Quote, without change, all of the lines that follow.

________

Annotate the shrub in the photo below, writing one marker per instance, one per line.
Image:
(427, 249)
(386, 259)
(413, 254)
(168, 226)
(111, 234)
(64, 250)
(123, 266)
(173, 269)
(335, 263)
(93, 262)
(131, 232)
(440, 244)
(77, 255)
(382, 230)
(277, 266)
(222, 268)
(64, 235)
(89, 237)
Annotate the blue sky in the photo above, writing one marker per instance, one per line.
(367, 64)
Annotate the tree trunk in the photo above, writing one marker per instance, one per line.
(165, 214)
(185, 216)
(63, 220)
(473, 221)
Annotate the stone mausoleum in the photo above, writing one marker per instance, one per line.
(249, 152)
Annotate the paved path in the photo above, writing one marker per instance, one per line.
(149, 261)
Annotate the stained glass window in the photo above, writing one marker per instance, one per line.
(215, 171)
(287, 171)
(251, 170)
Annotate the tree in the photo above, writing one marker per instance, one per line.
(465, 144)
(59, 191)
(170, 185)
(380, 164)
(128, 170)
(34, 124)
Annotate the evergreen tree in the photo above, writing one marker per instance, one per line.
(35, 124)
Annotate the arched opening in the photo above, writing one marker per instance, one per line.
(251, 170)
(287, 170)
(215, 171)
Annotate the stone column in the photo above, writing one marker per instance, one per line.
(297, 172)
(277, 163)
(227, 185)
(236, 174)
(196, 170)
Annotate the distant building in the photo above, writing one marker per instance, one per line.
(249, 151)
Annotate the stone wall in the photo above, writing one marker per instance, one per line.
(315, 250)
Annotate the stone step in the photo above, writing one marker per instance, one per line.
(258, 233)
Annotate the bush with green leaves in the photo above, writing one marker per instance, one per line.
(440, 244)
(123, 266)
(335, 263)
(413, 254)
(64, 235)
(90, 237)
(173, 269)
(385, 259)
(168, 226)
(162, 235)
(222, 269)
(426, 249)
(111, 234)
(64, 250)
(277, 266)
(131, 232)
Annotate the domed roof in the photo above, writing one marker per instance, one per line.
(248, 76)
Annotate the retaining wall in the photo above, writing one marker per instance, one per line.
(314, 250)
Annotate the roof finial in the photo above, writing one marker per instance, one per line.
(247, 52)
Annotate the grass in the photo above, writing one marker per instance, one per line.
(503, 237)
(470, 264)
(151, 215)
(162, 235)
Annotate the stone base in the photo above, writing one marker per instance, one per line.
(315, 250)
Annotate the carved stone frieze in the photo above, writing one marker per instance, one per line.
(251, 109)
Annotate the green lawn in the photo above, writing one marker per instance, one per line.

________

**ANSWER BELOW:**
Annotate the shrub in the photo below, writing one marker per instance, one per line.
Image:
(427, 249)
(386, 259)
(413, 254)
(168, 226)
(111, 234)
(64, 250)
(123, 266)
(173, 269)
(335, 263)
(93, 262)
(131, 232)
(440, 244)
(77, 255)
(382, 230)
(277, 266)
(222, 268)
(64, 235)
(89, 237)
Annotate the blue sky in the photo above, writing one marker per instance, one per line.
(367, 64)
Annotate the tree trunk in the photo above, writing one marker per instance, one per line.
(165, 214)
(185, 216)
(63, 220)
(473, 221)
Annotate the stone mausoleum in the photo above, writing one marker per instance, one per line.
(249, 152)
Annotate the paved path in the photo above, writing one marker per instance, one per line.
(149, 261)
Annotate the stained glass window in the photo above, writing one marker per instance, one per line.
(215, 171)
(287, 171)
(251, 170)
Annotate the tree in the photo above, writing one marker per instance, one per line.
(465, 144)
(59, 191)
(170, 185)
(380, 164)
(128, 170)
(34, 124)
Annotate the evergreen tree in the photo above, writing one marker per instance, one per line.
(35, 124)
Annotate the arched opening in the photo above, writing one marker per instance, one per line.
(251, 170)
(287, 170)
(215, 171)
Annotate the stone column in the photo above, writing one marker per instance, one per line.
(297, 172)
(277, 163)
(227, 185)
(236, 174)
(196, 170)
Annotate the distant building in the photo above, writing one marker per instance, one per line.
(249, 151)
Annotate the stone wall in the photo above, writing one marker per instance, one per line.
(315, 250)
Annotate the stone step in the photo above, writing one marker per instance, one per line.
(258, 233)
Annotate the bush with green leaves in the photo above, writing one marker per instance, one per line.
(440, 244)
(123, 266)
(335, 263)
(413, 254)
(64, 235)
(90, 237)
(173, 269)
(385, 259)
(168, 226)
(162, 235)
(222, 269)
(426, 249)
(111, 234)
(64, 250)
(277, 266)
(131, 232)
Annotate the domed roof in the photo above, writing one marker per instance, one per line.
(248, 76)
Annotate the retaining wall in the photo above, writing one marker per instance, one per line.
(314, 250)
Annotate the roof finial in the photo above, writing one marker per instance, one per line.
(247, 52)
Annotate the grass in the photo above, writing one marker per instance, one per line.
(503, 237)
(470, 264)
(151, 215)
(162, 235)
Annotate the stone base in the photo above, writing one marker per instance, one per line.
(315, 250)
Annotate the carved stone frieze in the photo above, writing one marker per instance, one per line.
(251, 109)
Annotate the green lawn in the photo above, writing one marker per instance, one per line.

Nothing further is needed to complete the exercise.